** Text follows **
It is easy to argue that today the world is in a war only matched in the memory of the older generation by World War II. On the morning of August 6, 1945, Hiroshima exploded into the first and largest high-level radiation test laboratory in the world. Three days later, Nagasaki became the second. Most victims died from the intense heat or blast effect. Hundreds were to succumb later to effects of radiation- while thousands of survivors were instantaneously hit with trillions of neutrons and gamma rays we know as nuclear radiation.

In the early 1950s studies of the effects of radiation were needed by the U.S. military and civilian defense authorities because of the threat of nuclear war with the Soviet Union. Children in our schools were taught to duck and cover were a bomb ever to reach the United States.

A joint U.S.-Japan program was initiated to analyze radiation effects on the Japanese population. Doses to survivors were estimated by their locations at the time of the blasts, with a health handbook being kept by each exposed citizen in Japan. Their medical histories were meticulously recorded. Of great importance was the potential mutagenic effects. People feared “nuclear monsters”.

While it was well known that some insects were altered by radiation, such never occurred in humans, In fact not only were the offspring of survivors not negatively affected, but there were benefits that we now attribute to the “hormetic” effect of radiation, which is the concept that while a lot of something may be bad for you a little of that something may be good for you.

The primary concern was cancer however, and indeed excess cancers in the population, years later, were attributable to high levels of radiation among the Japanese citizens not affected by the blast but close enough to receive a high dose of radiation.

Due to the now disproven belief that a single particle of nuclear radiation could lead to cancer, called the Linear-No-Threshold or LNT theory, a much greater number of cancers were expected to appear among the population whose exposure was minimal. Typically this amount was equivalent to a lifetime of background radiation exposure experienced in but a few seconds. Researchers expected that excess cases of leukemia would be seen in 3 to 10 years and other cancers in 20 or even 30 years.

After 40 years of intense study and data collection from this large Japanese population exposed to minimal radiation those things did not happen. In fact, reported in the 1993 book by Dr. Sohei Kondo entitled “Health Effects of Low-Level Radiation”, these bomb survivors were outliving their unexposed peers by significant rates.

Surprisingly with countless additional studies of the benefits of low level radiation in medicine the LNT theory has not yet been placed in the dust bin of history.
** End of Text **
** Raw data follows **
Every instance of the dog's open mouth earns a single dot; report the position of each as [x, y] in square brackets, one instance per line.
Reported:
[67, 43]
** End of Raw data **
§ **Work instructions**:
A: Reproduce the stretch of the radiation text above from "After 40 years" through "by significant rates.", with no changes.
B: Translate this sentence from the radiation text into Spanish: "Their medical histories were meticulously recorded."
C: According to the radiation text, what is the title of the 1993 book by Dr. Sohei Kondo?

§ **Exercise solutions**:
A:
After 40 years of intense study and data collection from this large Japanese population exposed to minimal radiation those things did not happen. In fact, reported in the 1993 book by Dr. Sohei Kondo entitled “Health Effects of Low-Level Radiation”, these bomb survivors were outliving their unexposed peers by significant rates.

B: Sus historiales médicos se registraron meticulosamente.

C: "Health Effects of Low-Level Radiation"